## REQUIREMENT
Please copy the last part of the entries exactly: the line that has "Phrase: potted plant" and every line up to and including the end, nothing more.

════════════════════

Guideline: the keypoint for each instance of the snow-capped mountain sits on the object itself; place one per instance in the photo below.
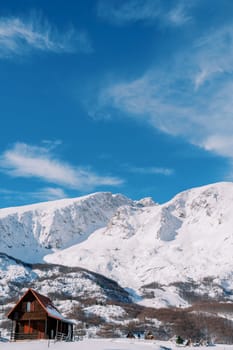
(30, 232)
(190, 238)
(155, 250)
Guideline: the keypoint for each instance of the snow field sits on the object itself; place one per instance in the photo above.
(102, 344)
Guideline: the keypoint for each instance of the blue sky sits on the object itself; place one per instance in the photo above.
(132, 97)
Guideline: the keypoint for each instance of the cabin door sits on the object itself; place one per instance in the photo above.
(41, 329)
(27, 329)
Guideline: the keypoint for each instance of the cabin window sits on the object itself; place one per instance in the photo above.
(28, 306)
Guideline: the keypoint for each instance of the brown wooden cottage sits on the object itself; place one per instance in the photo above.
(35, 317)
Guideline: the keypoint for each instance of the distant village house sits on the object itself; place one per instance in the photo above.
(35, 317)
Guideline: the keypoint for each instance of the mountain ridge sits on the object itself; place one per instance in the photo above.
(136, 243)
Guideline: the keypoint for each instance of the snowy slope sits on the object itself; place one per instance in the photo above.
(149, 248)
(30, 232)
(188, 238)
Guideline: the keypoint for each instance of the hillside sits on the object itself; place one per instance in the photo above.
(107, 260)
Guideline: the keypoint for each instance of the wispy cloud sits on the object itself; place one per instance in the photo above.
(150, 170)
(20, 36)
(149, 11)
(213, 55)
(27, 161)
(193, 99)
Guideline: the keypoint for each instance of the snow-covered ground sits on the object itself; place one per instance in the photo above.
(136, 243)
(102, 344)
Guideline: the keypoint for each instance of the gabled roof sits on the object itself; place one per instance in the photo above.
(45, 303)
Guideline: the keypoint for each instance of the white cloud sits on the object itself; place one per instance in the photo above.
(131, 11)
(24, 160)
(20, 36)
(151, 170)
(193, 99)
(213, 55)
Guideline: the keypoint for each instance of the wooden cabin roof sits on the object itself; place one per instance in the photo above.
(45, 303)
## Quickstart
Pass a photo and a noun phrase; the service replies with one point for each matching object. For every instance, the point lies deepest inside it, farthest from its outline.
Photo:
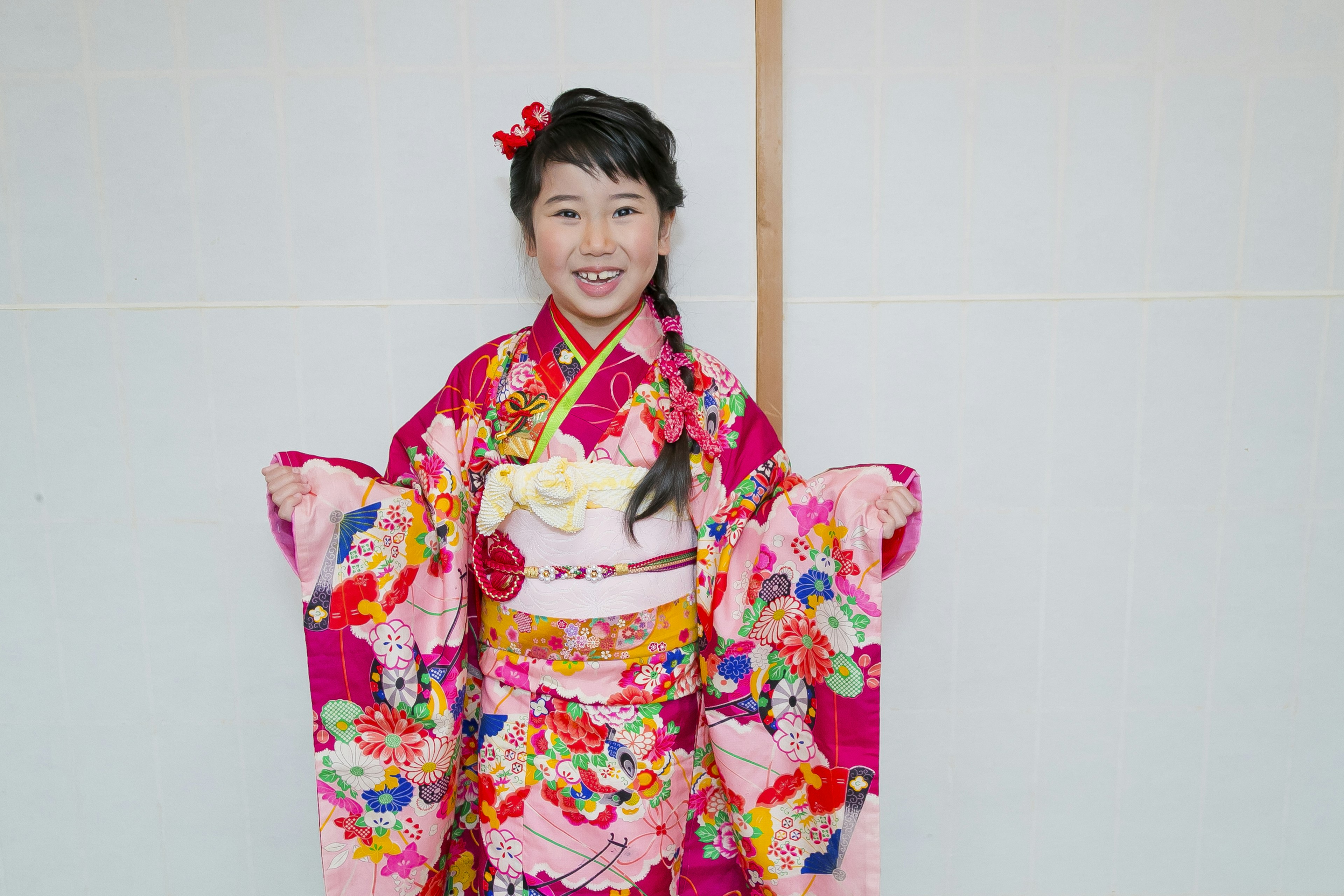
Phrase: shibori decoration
(500, 567)
(536, 117)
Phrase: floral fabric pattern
(462, 747)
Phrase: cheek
(553, 249)
(643, 246)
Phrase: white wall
(1083, 264)
(230, 227)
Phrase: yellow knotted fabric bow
(558, 492)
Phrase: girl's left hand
(894, 508)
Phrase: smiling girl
(589, 632)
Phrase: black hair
(620, 138)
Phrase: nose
(597, 238)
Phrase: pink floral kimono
(511, 696)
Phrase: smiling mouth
(596, 284)
(597, 277)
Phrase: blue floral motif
(814, 582)
(733, 668)
(392, 800)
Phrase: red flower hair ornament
(534, 119)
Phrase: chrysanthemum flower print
(357, 769)
(394, 644)
(838, 628)
(506, 852)
(795, 738)
(814, 583)
(432, 763)
(390, 735)
(393, 798)
(806, 649)
(771, 625)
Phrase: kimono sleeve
(382, 570)
(792, 671)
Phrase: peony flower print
(506, 852)
(806, 649)
(795, 738)
(580, 735)
(390, 735)
(357, 769)
(769, 628)
(812, 514)
(838, 628)
(394, 644)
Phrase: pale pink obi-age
(552, 540)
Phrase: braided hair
(620, 138)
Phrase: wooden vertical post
(769, 390)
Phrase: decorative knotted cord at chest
(500, 567)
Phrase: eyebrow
(572, 198)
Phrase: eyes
(625, 211)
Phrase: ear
(666, 233)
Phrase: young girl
(589, 633)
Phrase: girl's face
(597, 241)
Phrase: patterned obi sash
(552, 539)
(631, 637)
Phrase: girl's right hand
(288, 488)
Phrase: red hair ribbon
(534, 119)
(683, 414)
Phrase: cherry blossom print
(506, 852)
(390, 735)
(394, 644)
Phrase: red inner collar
(576, 340)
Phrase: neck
(595, 330)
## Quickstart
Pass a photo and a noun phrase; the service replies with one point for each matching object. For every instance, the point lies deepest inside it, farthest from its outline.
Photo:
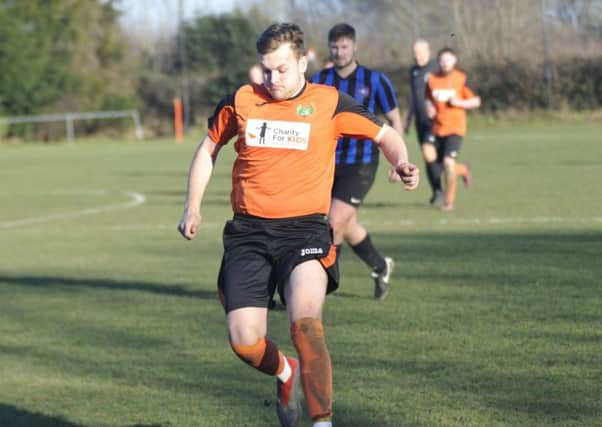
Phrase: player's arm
(468, 104)
(409, 114)
(395, 151)
(394, 118)
(353, 119)
(222, 127)
(387, 99)
(199, 175)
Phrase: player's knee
(449, 163)
(429, 153)
(308, 337)
(251, 354)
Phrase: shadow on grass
(117, 285)
(11, 416)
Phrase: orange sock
(461, 169)
(316, 369)
(451, 187)
(263, 355)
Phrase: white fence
(69, 118)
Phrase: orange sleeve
(356, 125)
(353, 119)
(222, 124)
(467, 90)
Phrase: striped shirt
(372, 89)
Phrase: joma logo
(311, 251)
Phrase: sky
(162, 15)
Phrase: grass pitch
(109, 318)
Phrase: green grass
(109, 318)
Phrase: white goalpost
(69, 118)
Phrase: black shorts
(260, 254)
(449, 146)
(352, 182)
(424, 132)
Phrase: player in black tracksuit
(419, 75)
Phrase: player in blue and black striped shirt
(357, 159)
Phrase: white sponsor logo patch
(311, 251)
(444, 95)
(277, 134)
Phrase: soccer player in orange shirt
(279, 239)
(448, 97)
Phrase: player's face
(342, 52)
(447, 62)
(283, 72)
(256, 75)
(422, 54)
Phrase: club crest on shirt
(364, 91)
(443, 95)
(277, 134)
(305, 110)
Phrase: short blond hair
(278, 34)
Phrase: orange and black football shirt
(440, 89)
(285, 163)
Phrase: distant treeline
(74, 55)
(575, 84)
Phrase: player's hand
(407, 173)
(189, 224)
(456, 102)
(431, 111)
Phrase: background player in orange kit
(449, 95)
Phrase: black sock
(368, 253)
(433, 172)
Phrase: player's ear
(303, 64)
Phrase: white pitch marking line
(136, 200)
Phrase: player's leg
(351, 185)
(305, 293)
(244, 285)
(433, 169)
(451, 148)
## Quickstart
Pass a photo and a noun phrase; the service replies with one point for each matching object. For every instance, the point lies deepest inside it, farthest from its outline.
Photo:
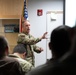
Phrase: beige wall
(11, 8)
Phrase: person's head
(26, 26)
(3, 46)
(20, 50)
(60, 40)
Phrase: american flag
(25, 11)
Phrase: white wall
(70, 12)
(38, 23)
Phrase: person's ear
(49, 44)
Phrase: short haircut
(20, 48)
(60, 39)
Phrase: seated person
(60, 42)
(8, 65)
(19, 53)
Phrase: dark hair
(20, 48)
(3, 45)
(60, 40)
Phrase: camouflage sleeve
(36, 48)
(22, 38)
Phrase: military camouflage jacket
(30, 43)
(26, 66)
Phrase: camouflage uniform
(30, 43)
(26, 66)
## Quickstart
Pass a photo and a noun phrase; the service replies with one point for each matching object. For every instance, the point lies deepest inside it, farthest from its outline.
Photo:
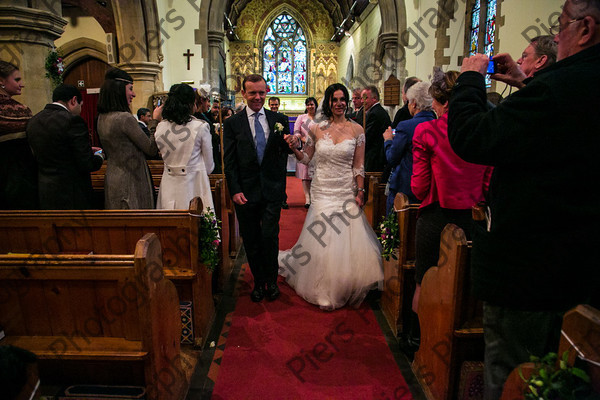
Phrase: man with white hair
(540, 54)
(536, 255)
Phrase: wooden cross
(189, 56)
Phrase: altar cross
(189, 56)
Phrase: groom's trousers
(259, 227)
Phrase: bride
(337, 258)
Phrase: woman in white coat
(185, 145)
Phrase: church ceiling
(338, 10)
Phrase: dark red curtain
(89, 113)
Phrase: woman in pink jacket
(446, 185)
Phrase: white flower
(278, 127)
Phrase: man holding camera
(536, 256)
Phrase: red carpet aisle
(289, 349)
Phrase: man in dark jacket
(378, 121)
(60, 142)
(536, 257)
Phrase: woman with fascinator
(337, 258)
(18, 169)
(185, 145)
(446, 185)
(127, 183)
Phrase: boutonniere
(278, 128)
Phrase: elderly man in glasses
(536, 257)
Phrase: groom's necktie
(259, 133)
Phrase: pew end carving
(97, 319)
(580, 336)
(450, 319)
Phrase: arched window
(284, 56)
(483, 41)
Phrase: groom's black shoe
(258, 293)
(272, 291)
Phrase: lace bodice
(338, 151)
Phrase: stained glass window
(284, 56)
(479, 11)
(474, 37)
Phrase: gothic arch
(80, 49)
(262, 30)
(389, 44)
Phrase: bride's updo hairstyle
(180, 103)
(329, 95)
(442, 84)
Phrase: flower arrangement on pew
(556, 380)
(209, 240)
(54, 67)
(389, 236)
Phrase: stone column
(26, 37)
(134, 36)
(215, 47)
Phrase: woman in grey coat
(127, 183)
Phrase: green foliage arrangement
(54, 67)
(209, 239)
(389, 236)
(554, 380)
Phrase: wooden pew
(97, 319)
(375, 199)
(117, 232)
(580, 336)
(225, 211)
(450, 319)
(399, 275)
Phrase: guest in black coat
(60, 142)
(256, 155)
(378, 121)
(144, 116)
(403, 113)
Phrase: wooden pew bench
(97, 319)
(222, 204)
(375, 199)
(580, 336)
(450, 319)
(399, 275)
(117, 232)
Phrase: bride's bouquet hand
(291, 140)
(360, 199)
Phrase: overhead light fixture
(340, 31)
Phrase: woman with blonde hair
(18, 169)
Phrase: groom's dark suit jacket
(244, 174)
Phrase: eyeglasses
(556, 29)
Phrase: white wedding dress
(337, 258)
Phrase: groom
(254, 141)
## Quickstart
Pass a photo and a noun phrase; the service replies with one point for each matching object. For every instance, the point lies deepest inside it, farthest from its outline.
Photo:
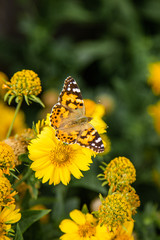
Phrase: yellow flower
(6, 194)
(45, 218)
(154, 112)
(154, 77)
(125, 231)
(120, 171)
(107, 144)
(96, 111)
(8, 216)
(7, 158)
(83, 227)
(55, 161)
(3, 78)
(5, 121)
(25, 82)
(114, 211)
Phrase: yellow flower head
(3, 78)
(55, 161)
(83, 227)
(154, 112)
(114, 211)
(45, 218)
(6, 158)
(120, 171)
(130, 194)
(8, 216)
(125, 231)
(107, 144)
(6, 197)
(154, 77)
(25, 82)
(7, 114)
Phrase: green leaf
(18, 235)
(31, 216)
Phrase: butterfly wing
(84, 135)
(70, 106)
(90, 138)
(71, 96)
(65, 115)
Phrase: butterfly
(68, 119)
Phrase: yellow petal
(78, 217)
(68, 226)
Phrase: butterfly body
(69, 120)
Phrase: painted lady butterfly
(68, 119)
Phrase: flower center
(61, 154)
(87, 230)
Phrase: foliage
(106, 46)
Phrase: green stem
(15, 114)
(27, 174)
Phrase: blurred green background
(106, 45)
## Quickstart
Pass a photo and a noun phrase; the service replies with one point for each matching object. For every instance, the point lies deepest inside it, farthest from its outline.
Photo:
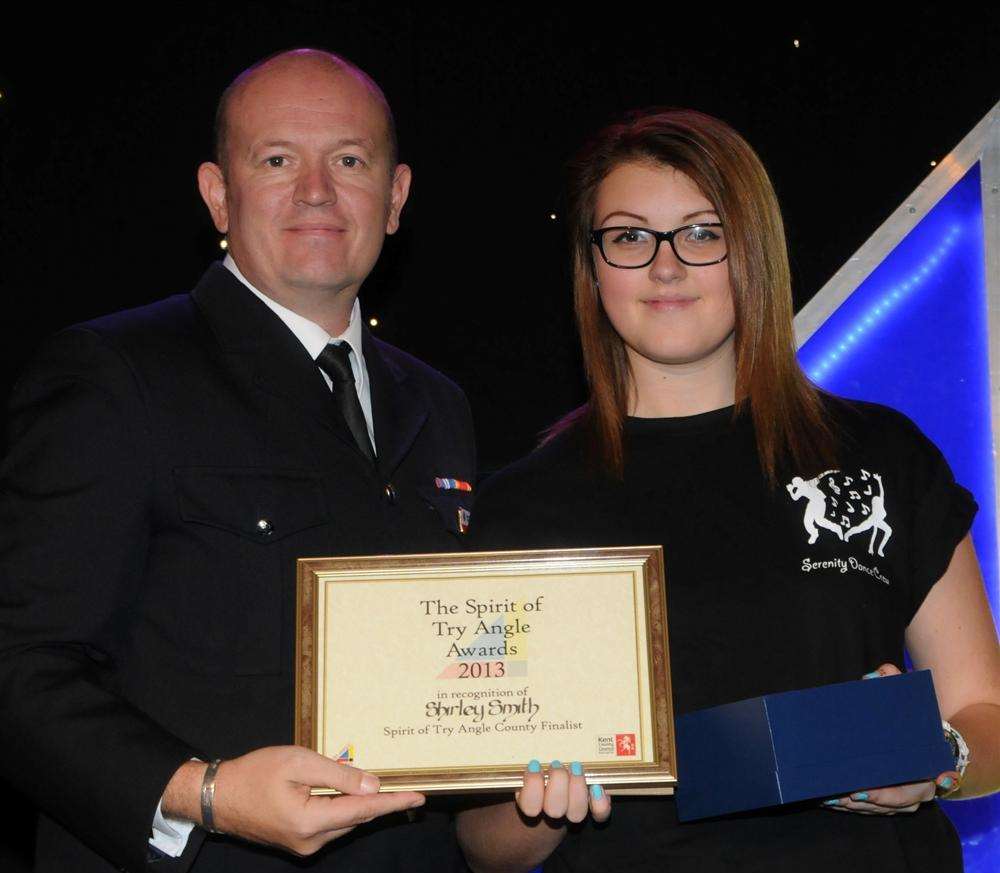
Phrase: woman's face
(668, 313)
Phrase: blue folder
(812, 744)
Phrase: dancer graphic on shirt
(875, 522)
(815, 514)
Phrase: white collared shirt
(314, 338)
(170, 835)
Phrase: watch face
(952, 744)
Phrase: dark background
(105, 116)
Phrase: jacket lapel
(399, 409)
(258, 345)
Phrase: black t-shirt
(768, 590)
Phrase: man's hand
(263, 796)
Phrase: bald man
(169, 464)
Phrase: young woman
(702, 433)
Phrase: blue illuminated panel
(914, 336)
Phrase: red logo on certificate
(625, 745)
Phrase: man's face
(308, 193)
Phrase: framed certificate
(448, 673)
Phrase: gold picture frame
(542, 654)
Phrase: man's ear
(400, 191)
(212, 185)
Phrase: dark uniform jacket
(167, 467)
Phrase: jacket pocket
(263, 505)
(240, 552)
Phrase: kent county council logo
(625, 745)
(844, 505)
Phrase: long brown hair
(788, 414)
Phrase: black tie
(335, 361)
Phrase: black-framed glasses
(630, 248)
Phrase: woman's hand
(898, 798)
(564, 795)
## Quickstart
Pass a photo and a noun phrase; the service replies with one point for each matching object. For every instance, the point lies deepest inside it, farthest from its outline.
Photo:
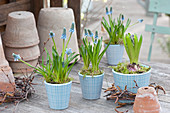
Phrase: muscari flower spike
(63, 36)
(95, 41)
(110, 10)
(63, 64)
(132, 39)
(123, 18)
(51, 34)
(68, 51)
(140, 20)
(72, 28)
(85, 34)
(16, 57)
(90, 33)
(107, 11)
(96, 35)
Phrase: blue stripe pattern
(91, 86)
(58, 95)
(114, 54)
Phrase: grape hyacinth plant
(56, 70)
(132, 47)
(116, 30)
(91, 53)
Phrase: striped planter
(58, 95)
(91, 86)
(122, 80)
(114, 54)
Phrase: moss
(127, 68)
(90, 72)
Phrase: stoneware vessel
(91, 86)
(55, 19)
(20, 30)
(146, 101)
(114, 54)
(7, 82)
(58, 95)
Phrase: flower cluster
(57, 68)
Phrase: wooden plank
(75, 5)
(157, 29)
(3, 2)
(36, 6)
(160, 6)
(10, 7)
(56, 3)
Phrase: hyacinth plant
(91, 53)
(116, 30)
(56, 70)
(132, 46)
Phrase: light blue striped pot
(58, 95)
(114, 54)
(122, 80)
(91, 86)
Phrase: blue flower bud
(51, 34)
(95, 41)
(72, 28)
(110, 10)
(16, 57)
(107, 11)
(64, 34)
(85, 34)
(140, 20)
(63, 64)
(68, 51)
(96, 35)
(123, 18)
(90, 33)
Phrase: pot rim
(115, 44)
(91, 76)
(132, 74)
(57, 84)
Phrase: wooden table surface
(38, 103)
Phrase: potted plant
(56, 72)
(126, 73)
(91, 77)
(116, 31)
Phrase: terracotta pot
(146, 101)
(20, 30)
(27, 54)
(55, 19)
(19, 67)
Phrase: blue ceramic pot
(91, 86)
(122, 80)
(58, 95)
(114, 54)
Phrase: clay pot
(19, 67)
(20, 30)
(146, 101)
(55, 19)
(27, 54)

════════════════════

## RESPONSE BOX
Phrase: potted plant
(56, 72)
(126, 73)
(91, 77)
(116, 31)
Phrase: terracotta pot
(146, 101)
(20, 30)
(27, 54)
(55, 19)
(19, 67)
Phrase: blue ceramic pot
(91, 86)
(122, 80)
(58, 95)
(114, 54)
Phrase: clay pot
(19, 67)
(20, 30)
(146, 101)
(55, 19)
(27, 54)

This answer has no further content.